INFORMATION SUPPLIED Block Start
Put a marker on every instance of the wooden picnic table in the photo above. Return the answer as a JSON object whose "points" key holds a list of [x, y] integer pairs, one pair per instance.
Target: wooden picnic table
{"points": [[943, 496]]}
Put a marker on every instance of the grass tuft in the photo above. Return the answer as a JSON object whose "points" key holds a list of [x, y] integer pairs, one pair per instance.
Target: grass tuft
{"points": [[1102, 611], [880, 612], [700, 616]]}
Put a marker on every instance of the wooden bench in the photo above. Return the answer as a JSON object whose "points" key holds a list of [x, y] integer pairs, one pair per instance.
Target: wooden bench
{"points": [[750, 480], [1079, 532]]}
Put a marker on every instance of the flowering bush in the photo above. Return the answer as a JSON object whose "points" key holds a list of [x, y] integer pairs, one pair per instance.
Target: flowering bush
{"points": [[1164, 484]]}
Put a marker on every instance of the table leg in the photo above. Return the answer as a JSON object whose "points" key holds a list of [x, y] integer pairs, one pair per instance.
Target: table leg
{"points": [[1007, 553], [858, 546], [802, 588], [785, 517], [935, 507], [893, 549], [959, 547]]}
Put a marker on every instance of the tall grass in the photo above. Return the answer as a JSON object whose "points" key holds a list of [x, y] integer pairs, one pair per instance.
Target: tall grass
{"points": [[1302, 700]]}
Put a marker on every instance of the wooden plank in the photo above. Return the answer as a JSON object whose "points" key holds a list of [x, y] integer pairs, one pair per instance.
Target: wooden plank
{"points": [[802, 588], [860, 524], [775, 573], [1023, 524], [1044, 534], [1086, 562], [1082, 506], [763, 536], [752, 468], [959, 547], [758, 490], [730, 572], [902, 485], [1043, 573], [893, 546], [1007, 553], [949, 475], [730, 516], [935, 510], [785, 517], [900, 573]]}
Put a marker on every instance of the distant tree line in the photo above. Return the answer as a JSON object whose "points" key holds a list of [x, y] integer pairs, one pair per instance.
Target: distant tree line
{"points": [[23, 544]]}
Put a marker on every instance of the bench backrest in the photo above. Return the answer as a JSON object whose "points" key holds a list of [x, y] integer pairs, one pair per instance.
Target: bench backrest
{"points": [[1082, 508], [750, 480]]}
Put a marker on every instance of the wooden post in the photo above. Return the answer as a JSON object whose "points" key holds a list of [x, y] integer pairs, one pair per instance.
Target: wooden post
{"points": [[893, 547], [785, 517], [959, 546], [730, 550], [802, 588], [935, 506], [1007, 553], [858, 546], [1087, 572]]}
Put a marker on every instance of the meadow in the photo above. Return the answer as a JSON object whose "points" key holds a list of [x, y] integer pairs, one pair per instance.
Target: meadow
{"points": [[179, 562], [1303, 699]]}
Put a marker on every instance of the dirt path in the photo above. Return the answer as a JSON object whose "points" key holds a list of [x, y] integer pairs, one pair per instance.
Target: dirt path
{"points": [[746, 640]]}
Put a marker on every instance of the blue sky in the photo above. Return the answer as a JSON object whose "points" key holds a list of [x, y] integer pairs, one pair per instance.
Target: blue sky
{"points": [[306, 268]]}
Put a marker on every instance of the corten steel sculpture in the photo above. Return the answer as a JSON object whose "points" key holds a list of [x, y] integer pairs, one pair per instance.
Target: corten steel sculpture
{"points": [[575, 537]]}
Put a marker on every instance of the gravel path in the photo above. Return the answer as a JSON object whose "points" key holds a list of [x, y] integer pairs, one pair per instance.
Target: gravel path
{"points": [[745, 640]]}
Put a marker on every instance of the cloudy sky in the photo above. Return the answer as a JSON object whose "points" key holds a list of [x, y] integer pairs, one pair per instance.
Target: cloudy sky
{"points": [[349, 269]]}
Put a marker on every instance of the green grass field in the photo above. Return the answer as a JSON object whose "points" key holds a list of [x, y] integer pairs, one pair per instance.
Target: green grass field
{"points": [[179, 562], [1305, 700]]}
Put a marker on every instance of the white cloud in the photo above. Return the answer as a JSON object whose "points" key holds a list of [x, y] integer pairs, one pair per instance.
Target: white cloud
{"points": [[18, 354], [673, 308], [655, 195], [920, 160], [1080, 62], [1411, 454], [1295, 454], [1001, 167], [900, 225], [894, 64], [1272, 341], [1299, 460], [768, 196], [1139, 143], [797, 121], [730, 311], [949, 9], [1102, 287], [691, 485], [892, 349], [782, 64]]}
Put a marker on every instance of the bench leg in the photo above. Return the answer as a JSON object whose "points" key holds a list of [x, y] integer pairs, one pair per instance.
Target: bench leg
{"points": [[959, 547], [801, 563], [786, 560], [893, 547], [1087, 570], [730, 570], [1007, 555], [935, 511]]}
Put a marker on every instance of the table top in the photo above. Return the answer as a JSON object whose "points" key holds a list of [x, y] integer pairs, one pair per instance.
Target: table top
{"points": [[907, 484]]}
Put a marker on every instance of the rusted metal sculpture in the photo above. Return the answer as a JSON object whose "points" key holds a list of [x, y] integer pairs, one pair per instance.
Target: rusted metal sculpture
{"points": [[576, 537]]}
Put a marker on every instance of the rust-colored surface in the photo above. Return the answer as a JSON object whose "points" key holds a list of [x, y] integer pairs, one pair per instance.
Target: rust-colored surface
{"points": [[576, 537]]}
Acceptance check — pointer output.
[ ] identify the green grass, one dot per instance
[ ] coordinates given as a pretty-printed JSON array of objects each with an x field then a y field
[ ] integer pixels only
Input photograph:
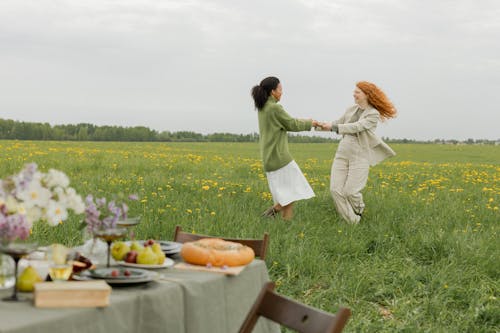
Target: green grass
[{"x": 424, "y": 258}]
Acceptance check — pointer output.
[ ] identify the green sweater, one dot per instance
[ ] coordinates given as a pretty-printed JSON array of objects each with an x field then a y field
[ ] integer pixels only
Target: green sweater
[{"x": 274, "y": 123}]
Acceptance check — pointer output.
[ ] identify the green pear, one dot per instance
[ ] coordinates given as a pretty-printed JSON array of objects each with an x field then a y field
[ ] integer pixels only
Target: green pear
[
  {"x": 136, "y": 246},
  {"x": 159, "y": 253},
  {"x": 147, "y": 257},
  {"x": 26, "y": 281},
  {"x": 119, "y": 250}
]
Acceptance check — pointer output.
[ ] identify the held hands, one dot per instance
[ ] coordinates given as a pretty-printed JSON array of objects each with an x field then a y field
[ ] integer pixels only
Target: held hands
[{"x": 322, "y": 126}]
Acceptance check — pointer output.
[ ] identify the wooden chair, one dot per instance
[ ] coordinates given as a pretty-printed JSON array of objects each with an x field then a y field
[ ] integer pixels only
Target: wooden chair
[
  {"x": 259, "y": 246},
  {"x": 292, "y": 314}
]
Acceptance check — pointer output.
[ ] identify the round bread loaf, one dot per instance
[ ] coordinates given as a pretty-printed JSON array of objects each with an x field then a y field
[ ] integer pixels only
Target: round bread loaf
[{"x": 216, "y": 252}]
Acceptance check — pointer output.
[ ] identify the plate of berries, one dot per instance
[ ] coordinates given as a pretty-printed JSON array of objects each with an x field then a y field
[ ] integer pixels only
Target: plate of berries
[{"x": 118, "y": 275}]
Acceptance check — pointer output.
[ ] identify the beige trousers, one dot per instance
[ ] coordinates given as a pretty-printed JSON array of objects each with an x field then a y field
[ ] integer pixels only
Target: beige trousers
[{"x": 348, "y": 177}]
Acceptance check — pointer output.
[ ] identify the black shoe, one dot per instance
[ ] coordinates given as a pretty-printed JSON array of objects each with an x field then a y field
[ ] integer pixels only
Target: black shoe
[{"x": 270, "y": 212}]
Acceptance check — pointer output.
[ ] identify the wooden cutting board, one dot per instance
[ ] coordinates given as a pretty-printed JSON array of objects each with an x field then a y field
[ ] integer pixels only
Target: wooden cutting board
[{"x": 72, "y": 294}]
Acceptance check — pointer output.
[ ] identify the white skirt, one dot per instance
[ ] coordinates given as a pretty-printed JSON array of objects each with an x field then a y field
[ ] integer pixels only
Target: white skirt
[{"x": 288, "y": 184}]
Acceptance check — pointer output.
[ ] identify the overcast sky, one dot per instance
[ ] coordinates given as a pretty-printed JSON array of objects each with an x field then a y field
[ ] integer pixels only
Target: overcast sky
[{"x": 190, "y": 64}]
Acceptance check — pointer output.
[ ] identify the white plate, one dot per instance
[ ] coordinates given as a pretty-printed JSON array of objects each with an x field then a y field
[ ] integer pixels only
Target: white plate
[
  {"x": 166, "y": 246},
  {"x": 167, "y": 263}
]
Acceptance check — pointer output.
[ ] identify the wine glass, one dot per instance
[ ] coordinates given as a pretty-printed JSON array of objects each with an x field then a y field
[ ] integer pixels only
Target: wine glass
[
  {"x": 61, "y": 265},
  {"x": 109, "y": 235},
  {"x": 16, "y": 251}
]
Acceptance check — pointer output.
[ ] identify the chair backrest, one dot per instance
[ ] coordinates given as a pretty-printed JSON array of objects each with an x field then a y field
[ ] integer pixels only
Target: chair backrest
[
  {"x": 259, "y": 246},
  {"x": 292, "y": 314}
]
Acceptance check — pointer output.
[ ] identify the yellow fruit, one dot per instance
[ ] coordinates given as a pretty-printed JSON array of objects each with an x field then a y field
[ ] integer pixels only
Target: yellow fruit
[
  {"x": 157, "y": 248},
  {"x": 161, "y": 258},
  {"x": 26, "y": 281},
  {"x": 147, "y": 257},
  {"x": 119, "y": 250},
  {"x": 136, "y": 246}
]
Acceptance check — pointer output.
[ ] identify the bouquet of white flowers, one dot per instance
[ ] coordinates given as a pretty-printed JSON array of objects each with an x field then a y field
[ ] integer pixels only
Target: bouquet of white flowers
[{"x": 30, "y": 196}]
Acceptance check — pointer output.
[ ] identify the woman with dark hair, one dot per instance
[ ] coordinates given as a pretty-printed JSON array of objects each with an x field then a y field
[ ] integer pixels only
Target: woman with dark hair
[
  {"x": 286, "y": 182},
  {"x": 359, "y": 148}
]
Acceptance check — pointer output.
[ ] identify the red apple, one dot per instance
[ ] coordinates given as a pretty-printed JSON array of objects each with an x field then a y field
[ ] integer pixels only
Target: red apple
[{"x": 131, "y": 257}]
INFORMATION SUPPLIED Block End
- WHAT TO WORK ON
The answer must consist solely of the lines from the first line of the data to the line holding "Put a marker on every instance of the distant", each given again exactly.

- THE ANSWER
Put a marker on every instance of the wooden picnic table in the photo above. Return the answer as a JSON object whose "points" key holds a list of [x, y] integer pairs, one pair per instance.
Target: wooden picnic table
{"points": [[943, 496]]}
Put a marker on every instance of the grass tuft in the photo above. Return the answer as a JSON object whose "points" key holds a list of [x, y] integer pairs, one pair per instance.
Target: grass tuft
{"points": [[1102, 611], [880, 612], [700, 616]]}
Put a marker on every instance of the wooden bench in the photo above. Return the answer as a JSON object whose "points" key holds a list of [x, y] integer pairs, one pair per instance.
Target: wooden bench
{"points": [[750, 480], [1079, 532]]}
Put a marker on every instance of the flowering bush in the photo above. Return the answer as a JSON object whose "points" key holds a list of [x, y] integer pairs, one pair per instance.
Target: flowering bush
{"points": [[1164, 484]]}
Put a marker on every instance of the table leg in the photo above. Return the answer as a JSON object whose "points" key holds a list of [x, y] integer pairs, one pair per instance.
Target: table leg
{"points": [[1007, 553], [858, 546], [802, 588], [785, 517], [935, 507], [893, 549], [959, 547]]}
Put a marker on every instance of the tall grass in the photo above. Return the answer as a JSON object whose "points" key holds a list of [x, y] integer pairs, one pair per instance.
Target: tall grass
{"points": [[1302, 700]]}
Put a marker on every instance of the wooden plank in the photo above. Return the answer as a JSON object whose "points" key holds a list of [x, y] integer pairs, one pair per instance.
Target: wooden plank
{"points": [[802, 588], [860, 524], [775, 573], [1023, 524], [1044, 534], [1086, 562], [1082, 506], [763, 536], [752, 468], [959, 547], [758, 490], [730, 572], [902, 485], [1043, 573], [893, 546], [1007, 553], [949, 475], [730, 516], [935, 510], [785, 517], [900, 573]]}
Put a marker on every instance of the distant tree line in the photo above. Return the answer as a JSON object whose "points" key holds a list of [x, y] integer pairs, one pair per instance.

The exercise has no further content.